§ WORK INSTRUCTIONS:
#1 Could you retype the Kudu commit message from "commit 8a30baea1a89749d9bd7aab90ac34db031094dd3" to "manual data recovery."?
#2 How would you render this sentence from the Kudu commit message in Spanish: "In case of distributing 3 replicas among 2 locations, 1 + 2 is better than 3 + 0 because if all servers in the first location become unavailable, in the former case the tablet is still available, while in the latter it's not."

You are viewing a plain text version of this content. The canonical link for it is here.
Posted to commits@kudu.apache.org by al...@apache.org on 2019/11/25 17:38:34 UTC

[kudu] 02/02: KUDU-3008 Spread replicas evenly with 2 locations and odd replica factors

This is an automated email from the ASF dual-hosted git repository.

alexey pushed a commit to branch master
in repository https://gitbox.apache.org/repos/asf/kudu.git

commit 8a30baea1a89749d9bd7aab90ac34db031094dd3
Author: triplesheep <tr...@gmail.com>
AuthorDate: Fri Nov 22 15:04:25 2019 +0800

    KUDU-3008 Spread replicas evenly with 2 locations and odd replica factors
    
    In case of distributing 3 replicas among 2 locations, 1 + 2 is better
    than 3 + 0 because if all servers in the first location become unavailable,
    in the former case the tablet is still available, while in the latter it's
    not. Also, 1 + 2 is better than 0 + 3 because in case of catastrophic
    non-recoverable failure of the second location, no replica survives and
    all data is lost in the latter case, while in the former case there will
    be 1 replica and it may be used for manual data recovery.

§ RECORD EXCERPTS:

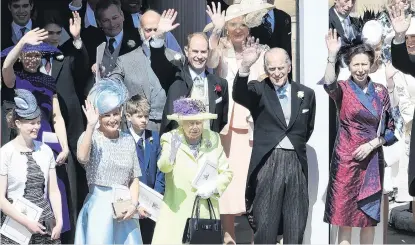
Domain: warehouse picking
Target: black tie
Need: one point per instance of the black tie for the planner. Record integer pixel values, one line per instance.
(111, 45)
(23, 30)
(267, 24)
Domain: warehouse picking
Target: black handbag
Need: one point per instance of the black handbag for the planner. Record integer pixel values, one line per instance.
(202, 231)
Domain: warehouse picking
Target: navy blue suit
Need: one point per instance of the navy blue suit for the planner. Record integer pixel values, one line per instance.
(151, 176)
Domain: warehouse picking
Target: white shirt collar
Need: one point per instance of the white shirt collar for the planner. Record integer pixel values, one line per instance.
(136, 136)
(16, 27)
(118, 39)
(194, 74)
(341, 18)
(90, 17)
(136, 19)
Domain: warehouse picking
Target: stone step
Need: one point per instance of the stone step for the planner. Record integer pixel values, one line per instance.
(400, 218)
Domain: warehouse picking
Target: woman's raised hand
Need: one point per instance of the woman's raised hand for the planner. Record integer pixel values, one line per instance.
(333, 42)
(35, 36)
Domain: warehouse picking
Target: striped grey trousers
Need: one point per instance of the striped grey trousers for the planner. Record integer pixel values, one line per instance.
(281, 194)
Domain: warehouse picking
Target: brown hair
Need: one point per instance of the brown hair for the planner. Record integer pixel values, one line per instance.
(11, 118)
(137, 104)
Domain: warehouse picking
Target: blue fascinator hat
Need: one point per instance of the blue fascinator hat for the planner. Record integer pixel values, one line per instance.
(190, 109)
(44, 48)
(26, 105)
(107, 94)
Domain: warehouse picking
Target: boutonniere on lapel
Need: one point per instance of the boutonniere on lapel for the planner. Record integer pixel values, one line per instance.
(131, 43)
(218, 88)
(300, 94)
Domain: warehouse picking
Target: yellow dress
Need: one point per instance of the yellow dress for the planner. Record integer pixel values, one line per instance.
(179, 194)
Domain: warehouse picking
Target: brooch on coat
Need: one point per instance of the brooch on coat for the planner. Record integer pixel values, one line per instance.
(131, 43)
(300, 94)
(218, 88)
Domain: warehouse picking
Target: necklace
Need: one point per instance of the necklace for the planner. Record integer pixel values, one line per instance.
(194, 148)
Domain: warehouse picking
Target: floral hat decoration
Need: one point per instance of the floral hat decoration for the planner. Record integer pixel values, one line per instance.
(26, 105)
(190, 109)
(44, 48)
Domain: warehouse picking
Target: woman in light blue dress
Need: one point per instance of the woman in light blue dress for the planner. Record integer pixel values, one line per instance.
(110, 160)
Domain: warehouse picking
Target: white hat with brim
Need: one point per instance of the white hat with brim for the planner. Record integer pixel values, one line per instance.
(197, 117)
(411, 30)
(243, 8)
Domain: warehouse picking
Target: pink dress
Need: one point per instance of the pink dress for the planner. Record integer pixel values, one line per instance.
(237, 135)
(354, 191)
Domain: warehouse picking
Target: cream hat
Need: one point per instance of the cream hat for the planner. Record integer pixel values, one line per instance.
(411, 30)
(254, 9)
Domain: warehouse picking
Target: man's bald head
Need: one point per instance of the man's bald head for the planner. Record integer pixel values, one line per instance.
(277, 65)
(149, 22)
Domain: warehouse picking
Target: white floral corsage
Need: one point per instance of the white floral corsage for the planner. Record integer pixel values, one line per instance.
(177, 57)
(300, 94)
(131, 43)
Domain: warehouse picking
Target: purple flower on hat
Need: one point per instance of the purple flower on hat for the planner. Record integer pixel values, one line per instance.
(187, 107)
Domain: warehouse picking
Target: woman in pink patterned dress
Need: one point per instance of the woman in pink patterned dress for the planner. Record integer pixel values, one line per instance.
(354, 192)
(236, 136)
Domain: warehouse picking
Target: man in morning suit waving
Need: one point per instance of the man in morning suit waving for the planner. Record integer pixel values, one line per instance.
(196, 82)
(283, 113)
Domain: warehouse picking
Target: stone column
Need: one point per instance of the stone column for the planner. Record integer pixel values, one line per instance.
(312, 27)
(191, 16)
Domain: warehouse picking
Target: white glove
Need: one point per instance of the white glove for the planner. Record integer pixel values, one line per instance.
(207, 190)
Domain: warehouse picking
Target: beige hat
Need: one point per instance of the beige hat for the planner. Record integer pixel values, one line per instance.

§ EXERCISE RESULTS:
#1
commit 8a30baea1a89749d9bd7aab90ac34db031094dd3
Author: triplesheep <tr...@gmail.com>
AuthorDate: Fri Nov 22 15:04:25 2019 +0800

    KUDU-3008 Spread replicas evenly with 2 locations and odd replica factors
    
    In case of distributing 3 replicas among 2 locations, 1 + 2 is better
    than 3 + 0 because if all servers in the first location become unavailable,
    in the former case the tablet is still available, while in the latter it's
    not. Also, 1 + 2 is better than 0 + 3 because in case of catastrophic
    non-recoverable failure of the second location, no replica survives and
    all data is lost in the latter case, while in the former case there will
    be 1 replica and it may be used for manual data recovery.

#2 En caso de distribuir 3 réplicas entre 2 ubicaciones, 1 + 2 es mejor que 3 + 0 porque, si todos los servidores de la primera ubicación dejan de estar disponibles, en el primer caso la tablet sigue disponible, mientras que en el segundo no.